- **Goal**
Retype the lines below word for word, omitting the pictures.
[Start Information provided]
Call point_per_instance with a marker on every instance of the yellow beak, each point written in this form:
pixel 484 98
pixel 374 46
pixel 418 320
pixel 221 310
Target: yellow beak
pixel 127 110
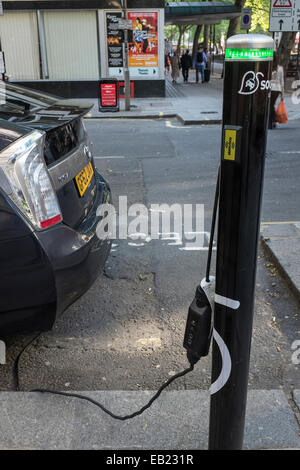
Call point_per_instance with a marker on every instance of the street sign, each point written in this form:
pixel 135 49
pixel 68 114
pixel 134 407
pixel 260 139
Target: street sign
[End Information provided]
- **Solution for this exercise**
Call point_per_instance with a marker on every instance of the yellow beak, each point written in this form:
pixel 484 98
pixel 374 46
pixel 418 320
pixel 221 310
Target: yellow beak
pixel 127 110
Call point_per_instance with a marker on every instance of the street sign, each point written in this form:
pixel 135 49
pixel 68 114
pixel 134 407
pixel 260 139
Target: street sign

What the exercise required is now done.